Problem: Each record has to be repeated exactly as given.
-- Opening Marker --
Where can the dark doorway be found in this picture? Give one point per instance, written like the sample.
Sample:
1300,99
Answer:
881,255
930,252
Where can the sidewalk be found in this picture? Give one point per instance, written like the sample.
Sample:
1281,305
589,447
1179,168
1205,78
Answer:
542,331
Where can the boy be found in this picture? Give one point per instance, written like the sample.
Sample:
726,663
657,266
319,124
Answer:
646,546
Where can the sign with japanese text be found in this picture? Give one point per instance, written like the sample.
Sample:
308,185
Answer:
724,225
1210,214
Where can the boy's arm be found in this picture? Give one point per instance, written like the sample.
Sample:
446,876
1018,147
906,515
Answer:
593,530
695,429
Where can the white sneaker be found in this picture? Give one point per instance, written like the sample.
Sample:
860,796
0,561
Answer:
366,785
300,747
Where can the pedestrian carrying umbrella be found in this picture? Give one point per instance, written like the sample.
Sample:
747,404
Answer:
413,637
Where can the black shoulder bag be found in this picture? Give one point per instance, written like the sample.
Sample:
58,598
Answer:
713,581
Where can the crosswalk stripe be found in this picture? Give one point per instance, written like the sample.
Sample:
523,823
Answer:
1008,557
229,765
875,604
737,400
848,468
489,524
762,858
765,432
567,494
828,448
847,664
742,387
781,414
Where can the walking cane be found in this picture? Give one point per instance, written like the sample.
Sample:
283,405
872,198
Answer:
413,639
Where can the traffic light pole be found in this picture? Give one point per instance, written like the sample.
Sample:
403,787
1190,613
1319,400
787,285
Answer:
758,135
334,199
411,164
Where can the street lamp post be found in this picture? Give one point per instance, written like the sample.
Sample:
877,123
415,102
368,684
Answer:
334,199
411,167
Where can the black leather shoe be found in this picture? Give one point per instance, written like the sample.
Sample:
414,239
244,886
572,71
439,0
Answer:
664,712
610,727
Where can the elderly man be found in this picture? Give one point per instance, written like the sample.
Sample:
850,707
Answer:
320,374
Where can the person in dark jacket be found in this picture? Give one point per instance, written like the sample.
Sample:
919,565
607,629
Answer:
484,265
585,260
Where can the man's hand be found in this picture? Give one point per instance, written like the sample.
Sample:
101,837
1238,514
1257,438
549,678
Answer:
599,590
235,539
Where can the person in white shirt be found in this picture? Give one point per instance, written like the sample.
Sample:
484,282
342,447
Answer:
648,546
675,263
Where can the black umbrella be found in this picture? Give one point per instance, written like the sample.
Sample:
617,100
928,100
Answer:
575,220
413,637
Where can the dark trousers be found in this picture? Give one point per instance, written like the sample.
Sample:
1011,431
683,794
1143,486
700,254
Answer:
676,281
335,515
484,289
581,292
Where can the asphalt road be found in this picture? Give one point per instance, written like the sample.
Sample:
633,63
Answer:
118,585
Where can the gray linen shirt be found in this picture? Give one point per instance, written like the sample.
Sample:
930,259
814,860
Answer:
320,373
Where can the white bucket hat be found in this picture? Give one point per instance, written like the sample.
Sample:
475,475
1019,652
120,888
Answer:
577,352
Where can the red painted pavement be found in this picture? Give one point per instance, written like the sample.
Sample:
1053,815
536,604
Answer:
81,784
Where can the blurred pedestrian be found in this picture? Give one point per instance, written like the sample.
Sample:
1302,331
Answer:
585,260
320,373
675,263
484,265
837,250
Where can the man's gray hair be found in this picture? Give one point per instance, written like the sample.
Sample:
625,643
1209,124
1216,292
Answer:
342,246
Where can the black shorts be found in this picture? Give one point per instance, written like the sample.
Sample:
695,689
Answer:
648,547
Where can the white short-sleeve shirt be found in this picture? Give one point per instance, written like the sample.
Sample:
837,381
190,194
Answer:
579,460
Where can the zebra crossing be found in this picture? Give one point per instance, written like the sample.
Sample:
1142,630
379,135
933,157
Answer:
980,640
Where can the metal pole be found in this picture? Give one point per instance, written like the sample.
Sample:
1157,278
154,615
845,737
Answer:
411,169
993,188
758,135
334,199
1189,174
-- Closing Marker --
Completed exercise:
Where can the dark doorway be found in this picture? Give one point per instance, written like the sample.
Sample:
1300,99
Answer:
881,255
930,252
Where can the sidewalk be found in this picture? Give one point per instance, written like the sample.
Sample:
1281,305
589,447
1179,168
1205,78
Answer:
542,331
Where can the boy be found in this picture? Give one point per instance, written like the sample.
Sample:
726,663
657,266
319,124
Answer:
646,546
Where can the sign with japanese text be found in this picture? Give one point per instance, written like the sample.
Sample:
308,185
Answer:
724,225
1210,214
Where can the boy's arm be found in this picture? Give one point per instance, written like the sample.
Sample:
446,876
1018,147
906,515
Answer:
593,530
695,429
Where can the white sneaker be found in this picture? Give one point per instance, written like the sample.
Sample:
860,796
0,561
Answer:
366,785
300,747
Where can the pedestrian carrying umbrella be found in this picture? Give one point per instance, written like the sample.
Sample:
747,404
Answer:
413,637
Where can the black shoulder bag be found in this picture? Give one point per instance, written like the sample.
Sample:
58,598
Answer:
713,581
Where can the crosswalk stripe be found in this picture? Give one point per instance, written like the sample.
Sample:
523,823
Answer:
1008,557
229,765
875,604
737,400
848,468
489,524
762,858
765,432
567,494
828,448
847,664
742,387
781,414
Where can the walking cane be found in this picture? Give one point per instance, written like the sample.
Sample:
283,405
872,198
Answer:
413,639
Where can the traffic light pole be found in this picture? Give one point per instance, written like the sample.
Sample:
403,787
1190,613
1319,400
787,285
Answer:
758,135
334,199
411,164
Where can the street lamp post be found in this picture? Give one point per instance, written like the sample.
Sample:
877,123
415,102
368,684
Answer:
334,199
411,167
Where can the black leather shoe be found in this picture? Give one point per instance, written like the sample.
Sample:
414,239
244,886
572,71
439,0
Answer:
664,712
610,727
Where can the elderly man be found in this picture? Give one point per instance, written like the sample.
Sample:
850,707
Answer:
320,374
Where can the person in dark jacket be found in this picture? Give one point per instance, written like the sample.
Sample:
919,565
607,629
Answer:
484,265
585,260
Where can the man's hand be found in this picture? Give one point per instance, written like the sample.
Sample:
101,837
1238,514
1257,438
549,678
Answer:
599,590
235,539
Where can the person in white shirt be found in this picture? Give one point per instance, written like the sample.
Sample:
484,282
342,447
Answer:
648,546
675,263
Where can the black umbrella be found in this picture? Give one point per instance, written like the sample.
Sample:
617,100
928,100
Answer:
575,220
413,637
Where can the dark trousers be found in this picture? Give one point per instance, written like the sample.
Sample:
1011,431
683,794
1143,486
700,254
Answer:
676,281
335,515
484,289
581,292
Where can the asphalt road be found in this picture? Give one point per instance, written like the sample.
Sample:
633,63
Answer:
118,585
Where can the gray linen shirt be found in this picture? Give one point per instance, written like the sample.
Sample:
930,259
814,860
Answer:
320,373
Where can the white bucket hat be found in this picture? Give one point per instance, written like the sample.
Sample:
475,475
1019,652
120,888
Answer:
577,352
Where can the red painted pavement be found in this picture? Give one point per instance, written like the sample.
Sample:
1053,815
536,604
Answer:
81,784
Where can the blurred pedestrian be found in this picture? Give one point per instance, written like the sample.
Sample:
1302,331
Answer:
585,260
320,373
675,263
484,265
837,250
Where can the man's gray hair be found in this picture? Give one point per instance, written like the sample.
Sample:
625,643
1209,124
1216,292
Answer:
342,246
Where can the black shorts be found in this picture? Give one point per instance, written like the sample.
Sample:
695,689
Answer:
648,547
Where can the white short-sleeve shirt be found in this picture? Give one point per instance, written like the sample.
Sample:
837,381
190,194
Answer:
579,460
Where can the zebra crossing be found in this picture? Give one point per instance, written like the sample.
Sample:
1142,630
379,135
933,157
Answer:
980,640
Where can the metal pole be found in this picture? Give one point per instance, written like the sample.
Sample:
1157,278
154,615
845,737
Answer:
411,169
993,188
758,135
334,199
1189,174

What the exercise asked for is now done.